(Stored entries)

········

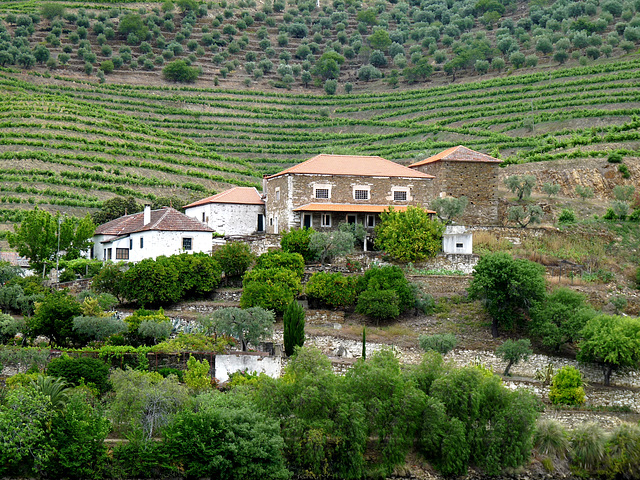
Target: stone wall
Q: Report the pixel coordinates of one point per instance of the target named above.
(478, 181)
(297, 190)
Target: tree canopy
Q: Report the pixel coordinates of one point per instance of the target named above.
(507, 286)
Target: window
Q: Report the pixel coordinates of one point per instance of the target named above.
(322, 193)
(399, 195)
(361, 194)
(371, 221)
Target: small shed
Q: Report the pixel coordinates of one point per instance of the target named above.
(457, 240)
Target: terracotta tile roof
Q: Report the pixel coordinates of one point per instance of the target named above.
(166, 219)
(359, 165)
(346, 207)
(239, 195)
(458, 154)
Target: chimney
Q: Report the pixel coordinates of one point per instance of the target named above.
(146, 218)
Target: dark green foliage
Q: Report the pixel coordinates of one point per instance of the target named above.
(567, 387)
(234, 258)
(611, 341)
(271, 288)
(170, 279)
(297, 241)
(180, 71)
(281, 259)
(508, 287)
(293, 320)
(388, 279)
(331, 289)
(513, 352)
(77, 437)
(409, 236)
(81, 369)
(54, 316)
(558, 318)
(442, 343)
(323, 426)
(224, 437)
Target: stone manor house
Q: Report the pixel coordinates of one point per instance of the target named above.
(327, 190)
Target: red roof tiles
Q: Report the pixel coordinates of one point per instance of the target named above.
(166, 219)
(457, 154)
(359, 165)
(239, 195)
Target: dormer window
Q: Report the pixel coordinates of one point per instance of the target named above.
(322, 193)
(361, 192)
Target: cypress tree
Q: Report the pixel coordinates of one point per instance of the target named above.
(293, 327)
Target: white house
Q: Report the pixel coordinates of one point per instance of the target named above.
(456, 239)
(237, 211)
(150, 234)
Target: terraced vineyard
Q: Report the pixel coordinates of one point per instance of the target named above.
(73, 144)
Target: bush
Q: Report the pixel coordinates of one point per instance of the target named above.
(440, 342)
(297, 241)
(279, 259)
(234, 258)
(180, 71)
(331, 289)
(567, 388)
(293, 327)
(98, 328)
(409, 236)
(76, 371)
(567, 216)
(271, 288)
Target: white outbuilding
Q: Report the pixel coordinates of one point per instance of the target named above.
(150, 234)
(237, 211)
(456, 240)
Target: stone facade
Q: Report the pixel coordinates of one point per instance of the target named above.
(478, 181)
(287, 193)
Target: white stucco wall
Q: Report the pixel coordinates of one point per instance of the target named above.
(227, 364)
(228, 218)
(450, 243)
(155, 243)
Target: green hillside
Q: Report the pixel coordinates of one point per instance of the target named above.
(69, 140)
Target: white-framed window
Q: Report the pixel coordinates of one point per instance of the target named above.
(322, 193)
(371, 221)
(122, 254)
(400, 194)
(361, 192)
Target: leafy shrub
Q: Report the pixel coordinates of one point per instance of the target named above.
(297, 240)
(567, 388)
(91, 371)
(234, 258)
(271, 288)
(379, 304)
(293, 319)
(440, 342)
(331, 289)
(551, 438)
(98, 328)
(567, 216)
(280, 259)
(180, 71)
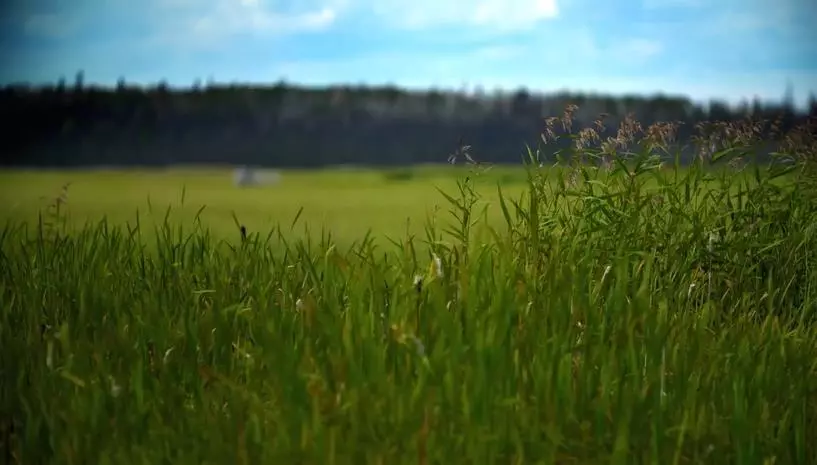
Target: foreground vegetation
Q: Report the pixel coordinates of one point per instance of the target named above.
(626, 314)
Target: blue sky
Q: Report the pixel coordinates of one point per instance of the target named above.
(729, 49)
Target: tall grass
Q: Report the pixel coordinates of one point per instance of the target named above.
(629, 312)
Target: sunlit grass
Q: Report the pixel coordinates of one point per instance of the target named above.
(639, 315)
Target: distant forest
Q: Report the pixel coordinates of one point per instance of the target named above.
(283, 125)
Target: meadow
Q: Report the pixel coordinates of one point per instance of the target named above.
(348, 202)
(627, 312)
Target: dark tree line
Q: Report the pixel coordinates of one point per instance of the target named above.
(288, 126)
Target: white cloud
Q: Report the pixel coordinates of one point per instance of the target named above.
(638, 50)
(498, 14)
(49, 25)
(191, 20)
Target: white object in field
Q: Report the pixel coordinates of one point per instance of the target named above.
(248, 176)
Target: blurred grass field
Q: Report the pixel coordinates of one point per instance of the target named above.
(346, 202)
(632, 316)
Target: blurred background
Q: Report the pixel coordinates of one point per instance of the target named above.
(253, 88)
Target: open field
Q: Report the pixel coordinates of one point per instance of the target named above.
(639, 316)
(347, 202)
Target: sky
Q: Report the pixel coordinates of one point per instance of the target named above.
(725, 49)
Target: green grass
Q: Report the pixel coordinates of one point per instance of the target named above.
(349, 203)
(644, 316)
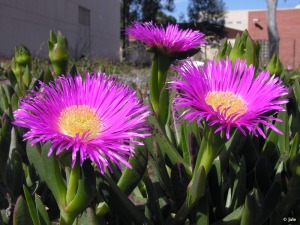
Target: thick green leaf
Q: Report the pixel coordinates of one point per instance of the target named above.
(85, 191)
(294, 146)
(41, 211)
(88, 217)
(202, 214)
(132, 176)
(163, 107)
(195, 191)
(14, 102)
(283, 140)
(233, 218)
(180, 181)
(165, 145)
(159, 164)
(119, 202)
(31, 207)
(5, 137)
(248, 216)
(216, 188)
(21, 214)
(263, 174)
(238, 188)
(270, 202)
(48, 170)
(14, 172)
(35, 159)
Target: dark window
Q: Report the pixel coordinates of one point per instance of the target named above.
(84, 16)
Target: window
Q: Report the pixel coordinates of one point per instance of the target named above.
(84, 16)
(264, 51)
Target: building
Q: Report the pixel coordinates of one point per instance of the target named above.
(92, 27)
(255, 21)
(289, 33)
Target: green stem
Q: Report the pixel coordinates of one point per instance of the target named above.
(209, 150)
(154, 93)
(73, 182)
(164, 63)
(66, 219)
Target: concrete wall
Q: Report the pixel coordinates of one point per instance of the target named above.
(236, 19)
(289, 33)
(29, 22)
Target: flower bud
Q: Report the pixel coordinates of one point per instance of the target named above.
(23, 56)
(275, 66)
(58, 53)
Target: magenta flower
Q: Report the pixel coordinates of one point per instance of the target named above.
(169, 41)
(229, 95)
(97, 118)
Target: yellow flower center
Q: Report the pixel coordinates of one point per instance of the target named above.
(79, 119)
(226, 100)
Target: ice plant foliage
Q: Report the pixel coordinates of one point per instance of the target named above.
(169, 40)
(229, 95)
(97, 117)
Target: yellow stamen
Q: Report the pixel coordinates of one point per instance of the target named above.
(79, 119)
(226, 99)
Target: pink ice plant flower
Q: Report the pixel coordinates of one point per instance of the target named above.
(170, 39)
(96, 117)
(229, 95)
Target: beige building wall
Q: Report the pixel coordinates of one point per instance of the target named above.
(236, 19)
(92, 27)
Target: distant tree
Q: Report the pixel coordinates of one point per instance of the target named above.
(209, 15)
(272, 27)
(162, 18)
(181, 18)
(144, 10)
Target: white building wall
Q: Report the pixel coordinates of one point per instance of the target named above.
(29, 22)
(236, 19)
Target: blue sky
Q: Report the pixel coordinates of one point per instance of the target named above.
(181, 5)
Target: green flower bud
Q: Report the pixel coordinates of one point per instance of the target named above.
(17, 69)
(225, 50)
(244, 48)
(23, 56)
(58, 53)
(275, 66)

········

§ Exercise
Return, unchanged, each line from the line containing "Target: beige building wall" through the last line of the material.

§ Completed exercise
Target: beige building wall
Q: Report the pixel coordinates of one point per instance of the target named above.
(236, 19)
(92, 27)
Target: distant tree
Q: Report the pixel coordinates of one point per instance of the target named above.
(209, 15)
(272, 27)
(162, 18)
(181, 18)
(144, 10)
Target: white building wall
Q: Report the pixel coordinates of one point per instance of the target named above.
(29, 22)
(236, 19)
Target: blue sky
Q: Report the pixel coordinates of one point per instance of the target named above.
(181, 5)
Target: green flower bud
Q: Report the pixel coordinates of one point per instance of the target named above.
(17, 69)
(225, 50)
(244, 48)
(23, 56)
(58, 53)
(275, 66)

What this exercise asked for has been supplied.